● The task
Copy everything in the material from the very beginning down through the line that contains "[348,245,647,349]", keeping each line unchanged. Leave the pictures out of your answer.

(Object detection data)
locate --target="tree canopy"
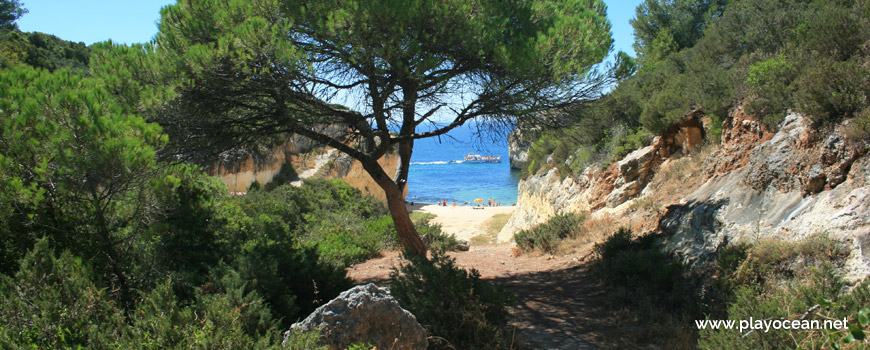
[140,0,612,254]
[0,0,27,29]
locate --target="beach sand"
[408,203,516,241]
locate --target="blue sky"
[18,0,642,56]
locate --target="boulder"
[284,283,428,350]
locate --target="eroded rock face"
[284,283,428,350]
[508,130,531,170]
[207,131,408,201]
[659,114,870,281]
[498,111,704,242]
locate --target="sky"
[18,0,642,56]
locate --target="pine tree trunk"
[362,161,426,258]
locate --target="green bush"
[594,228,698,316]
[745,54,797,130]
[0,239,125,349]
[0,239,294,350]
[390,251,515,349]
[414,219,460,252]
[699,264,870,349]
[795,60,870,124]
[514,213,584,253]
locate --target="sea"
[406,124,519,206]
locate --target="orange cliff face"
[206,136,407,201]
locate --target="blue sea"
[406,125,519,206]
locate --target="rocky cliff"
[499,109,870,280]
[206,136,407,204]
[508,129,531,170]
[498,113,704,242]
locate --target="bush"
[795,60,870,124]
[414,219,461,252]
[514,213,584,253]
[390,251,515,349]
[0,239,124,349]
[0,239,292,350]
[594,228,698,317]
[699,264,870,349]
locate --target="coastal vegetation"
[131,0,612,256]
[0,0,870,349]
[524,0,870,176]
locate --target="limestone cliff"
[508,129,531,170]
[499,108,870,280]
[207,137,407,204]
[498,111,704,242]
[206,135,318,192]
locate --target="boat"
[462,153,501,164]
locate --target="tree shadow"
[490,263,653,349]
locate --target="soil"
[348,245,647,349]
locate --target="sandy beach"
[408,204,515,241]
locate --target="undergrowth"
[390,250,516,349]
[594,229,870,349]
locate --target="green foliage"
[0,239,124,349]
[390,252,515,349]
[630,0,727,59]
[414,219,461,252]
[0,0,27,30]
[524,0,870,180]
[594,228,700,322]
[746,55,797,129]
[0,66,166,303]
[0,239,290,349]
[795,60,870,124]
[514,213,585,254]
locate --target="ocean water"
[406,125,519,206]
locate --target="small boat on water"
[462,153,501,164]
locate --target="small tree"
[0,0,27,29]
[141,0,612,256]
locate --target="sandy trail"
[409,203,515,241]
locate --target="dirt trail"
[348,245,639,349]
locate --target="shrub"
[594,228,697,316]
[514,213,584,253]
[745,54,797,130]
[390,251,515,349]
[0,239,124,349]
[795,60,870,123]
[699,264,870,349]
[305,212,398,269]
[414,219,461,252]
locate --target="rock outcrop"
[284,283,428,350]
[498,110,704,242]
[318,153,408,202]
[206,136,407,201]
[660,113,870,280]
[499,108,870,281]
[205,135,318,192]
[508,129,531,170]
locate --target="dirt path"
[348,245,638,349]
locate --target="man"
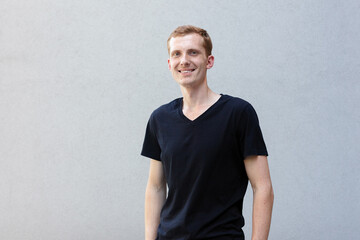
[141,26,273,240]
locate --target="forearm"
[145,185,166,240]
[251,185,274,240]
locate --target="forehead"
[169,33,205,52]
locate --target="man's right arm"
[145,159,166,240]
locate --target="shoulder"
[223,94,253,112]
[150,98,182,119]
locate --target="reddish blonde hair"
[167,25,212,57]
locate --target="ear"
[206,55,215,69]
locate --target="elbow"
[253,182,275,203]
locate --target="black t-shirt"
[141,95,267,240]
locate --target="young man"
[141,26,273,240]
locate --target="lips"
[178,69,195,73]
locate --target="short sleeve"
[141,114,161,161]
[238,104,268,159]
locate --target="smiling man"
[141,26,274,240]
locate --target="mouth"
[178,69,195,73]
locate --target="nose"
[180,54,189,66]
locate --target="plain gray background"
[0,0,360,240]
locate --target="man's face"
[168,33,214,87]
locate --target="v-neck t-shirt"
[141,95,268,240]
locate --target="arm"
[244,156,274,240]
[145,160,166,240]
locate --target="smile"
[178,69,195,73]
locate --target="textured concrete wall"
[0,0,360,240]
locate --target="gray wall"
[0,0,360,240]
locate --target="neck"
[181,84,220,109]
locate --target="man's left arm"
[244,156,274,240]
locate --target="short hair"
[167,25,212,57]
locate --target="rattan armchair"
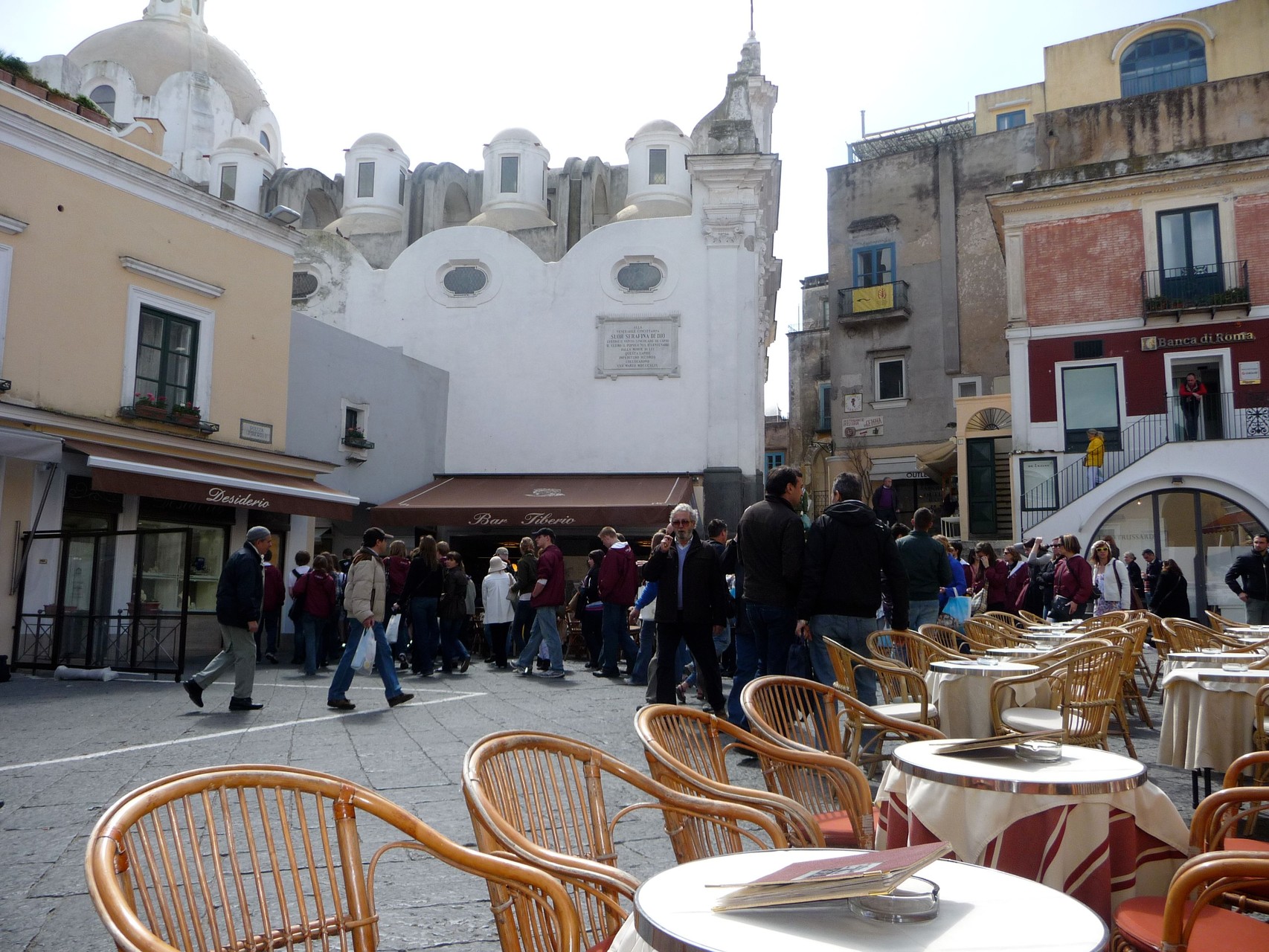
[740,675,945,765]
[463,731,788,947]
[1111,850,1269,952]
[85,764,581,952]
[634,704,874,849]
[867,625,965,677]
[991,643,1125,750]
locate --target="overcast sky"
[0,0,1198,413]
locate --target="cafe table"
[609,849,1108,952]
[877,740,1189,923]
[925,656,1047,738]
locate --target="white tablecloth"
[925,661,1048,738]
[611,849,1107,952]
[877,742,1189,922]
[1159,668,1269,771]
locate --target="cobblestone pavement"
[0,644,1203,952]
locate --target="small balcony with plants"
[1141,260,1251,318]
[838,280,913,324]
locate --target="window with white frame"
[873,356,907,400]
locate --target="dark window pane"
[647,149,665,185]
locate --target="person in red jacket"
[1050,536,1093,621]
[974,542,1009,612]
[591,526,638,678]
[291,555,336,678]
[255,548,287,664]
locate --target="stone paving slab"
[0,644,1203,952]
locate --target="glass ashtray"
[846,876,939,923]
[1014,740,1062,764]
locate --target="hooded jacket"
[797,499,908,630]
[599,539,638,608]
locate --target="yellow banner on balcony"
[850,284,895,314]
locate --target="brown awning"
[66,440,359,521]
[370,474,692,530]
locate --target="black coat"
[216,542,264,628]
[643,532,731,625]
[1150,573,1190,618]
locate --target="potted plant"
[132,393,167,420]
[171,400,203,426]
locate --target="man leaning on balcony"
[1224,538,1269,625]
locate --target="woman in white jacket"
[480,556,515,668]
[1089,539,1132,617]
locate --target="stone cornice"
[0,106,303,257]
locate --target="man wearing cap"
[184,526,273,711]
[515,527,566,678]
[326,526,414,711]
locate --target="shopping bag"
[943,595,969,627]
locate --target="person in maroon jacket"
[515,527,568,678]
[292,555,338,678]
[591,526,638,678]
[255,550,287,664]
[1050,536,1093,621]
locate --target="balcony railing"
[838,280,913,318]
[1141,262,1251,315]
[1019,391,1269,533]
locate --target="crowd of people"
[176,466,1269,726]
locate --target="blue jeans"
[440,617,469,674]
[907,598,939,631]
[326,621,401,701]
[410,595,440,674]
[809,614,877,707]
[631,618,656,684]
[515,605,563,672]
[599,602,638,672]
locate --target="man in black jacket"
[185,526,273,711]
[643,503,728,717]
[797,472,907,704]
[1224,532,1269,625]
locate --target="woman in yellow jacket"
[1084,431,1107,489]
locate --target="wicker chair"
[634,704,874,849]
[463,731,788,948]
[85,764,581,952]
[740,675,945,765]
[1111,852,1269,952]
[991,643,1125,750]
[867,625,965,677]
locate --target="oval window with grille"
[442,264,489,297]
[617,262,664,291]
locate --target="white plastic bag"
[353,627,374,674]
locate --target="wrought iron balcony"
[1141,262,1251,318]
[838,280,913,320]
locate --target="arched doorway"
[1093,489,1265,621]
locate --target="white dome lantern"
[326,132,410,235]
[471,128,555,231]
[208,136,278,213]
[613,119,692,221]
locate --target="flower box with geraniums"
[132,393,167,420]
[343,426,374,449]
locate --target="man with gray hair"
[184,526,273,711]
[643,503,730,717]
[797,472,907,704]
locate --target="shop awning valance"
[370,474,692,532]
[66,440,359,521]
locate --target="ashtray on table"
[846,876,939,923]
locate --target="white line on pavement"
[0,690,485,773]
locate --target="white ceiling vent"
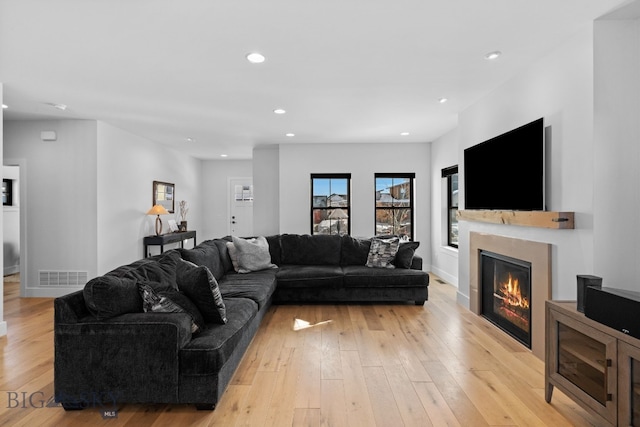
[39,270,89,287]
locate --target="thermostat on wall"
[40,130,58,141]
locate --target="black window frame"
[373,172,416,240]
[442,165,460,248]
[309,173,351,236]
[2,178,13,206]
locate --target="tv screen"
[464,118,545,211]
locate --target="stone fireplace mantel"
[469,231,551,360]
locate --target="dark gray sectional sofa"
[54,234,429,409]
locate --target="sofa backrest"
[180,240,228,280]
[280,234,341,265]
[340,235,371,265]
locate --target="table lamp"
[147,205,169,236]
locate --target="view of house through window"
[375,173,415,240]
[442,165,458,248]
[311,174,351,235]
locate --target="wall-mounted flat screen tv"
[464,118,545,211]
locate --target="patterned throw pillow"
[366,237,400,268]
[138,282,204,334]
[176,259,227,323]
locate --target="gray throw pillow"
[176,259,227,323]
[393,242,420,268]
[227,242,238,273]
[229,236,277,273]
[366,237,400,268]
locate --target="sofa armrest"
[411,255,422,270]
[54,313,191,406]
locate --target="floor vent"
[40,270,89,287]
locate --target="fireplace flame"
[494,273,529,309]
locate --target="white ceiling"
[0,0,628,159]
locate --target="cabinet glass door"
[618,342,640,426]
[558,323,608,406]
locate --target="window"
[375,173,415,240]
[311,174,351,235]
[442,165,458,248]
[2,179,13,206]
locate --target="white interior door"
[229,178,253,237]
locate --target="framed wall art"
[152,181,176,213]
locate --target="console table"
[143,230,196,258]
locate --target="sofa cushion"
[180,298,258,375]
[82,276,142,320]
[340,235,371,265]
[280,234,340,265]
[365,237,400,268]
[227,236,277,273]
[179,240,225,280]
[276,265,342,288]
[120,249,182,290]
[138,282,204,334]
[219,269,277,309]
[342,265,429,288]
[393,242,420,268]
[176,259,227,323]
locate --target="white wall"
[276,143,431,262]
[2,166,20,275]
[593,14,640,291]
[0,82,7,336]
[198,160,255,241]
[95,122,204,274]
[4,120,202,297]
[431,127,460,286]
[452,26,596,307]
[4,120,97,296]
[253,145,280,236]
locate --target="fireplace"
[469,231,551,360]
[480,250,531,348]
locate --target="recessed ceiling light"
[47,102,67,111]
[247,52,266,64]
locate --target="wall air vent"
[39,270,89,287]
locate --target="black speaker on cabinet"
[578,274,602,313]
[584,286,640,338]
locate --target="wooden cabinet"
[618,341,640,426]
[545,301,640,426]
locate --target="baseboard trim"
[456,291,471,310]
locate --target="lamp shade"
[147,205,169,215]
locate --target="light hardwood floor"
[0,276,599,427]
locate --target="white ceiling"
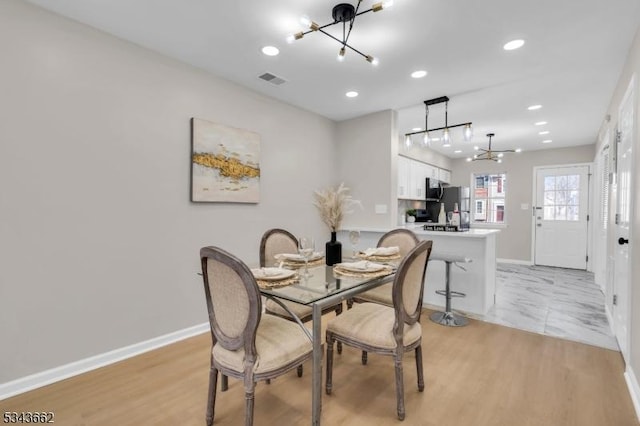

● Exercise solution
locate --target="tree canopy"
[140,0,612,254]
[0,0,27,29]
locate --target="beach sand"
[408,203,516,241]
locate --target="blue sky"
[18,0,642,56]
locate --target="boulder"
[284,283,428,350]
locate --target="eroded rock face"
[284,283,428,350]
[508,130,531,170]
[207,131,408,201]
[659,114,870,281]
[498,111,704,242]
locate --target="sky"
[18,0,642,56]
locate --target="pine tree trunk"
[362,161,426,258]
locate --target="green bush"
[594,228,698,316]
[745,54,797,130]
[0,239,125,349]
[0,239,294,350]
[390,251,515,349]
[414,219,460,252]
[699,264,870,349]
[795,60,870,124]
[514,213,584,253]
locate --target="sea"
[406,124,519,206]
locate --target="orange cliff face"
[206,136,407,201]
locate --target="blue sea"
[406,125,519,206]
locate --target="rocky cliff"
[499,109,870,280]
[206,136,407,204]
[508,129,531,170]
[498,113,704,242]
locate --target="bush"
[795,60,870,124]
[414,219,461,252]
[514,213,584,253]
[390,251,515,349]
[0,239,124,349]
[0,239,292,350]
[594,228,698,317]
[699,264,870,349]
locate --target="coastal vegetation"
[131,0,612,256]
[0,0,870,349]
[524,0,870,176]
locate --target="limestone cliff"
[508,129,531,170]
[499,108,870,280]
[207,137,407,204]
[498,111,704,242]
[206,135,318,192]
locate --target="boat"
[462,153,501,164]
locate --target="tree shadow"
[490,263,653,349]
locate --target="soil"
[348,245,647,349]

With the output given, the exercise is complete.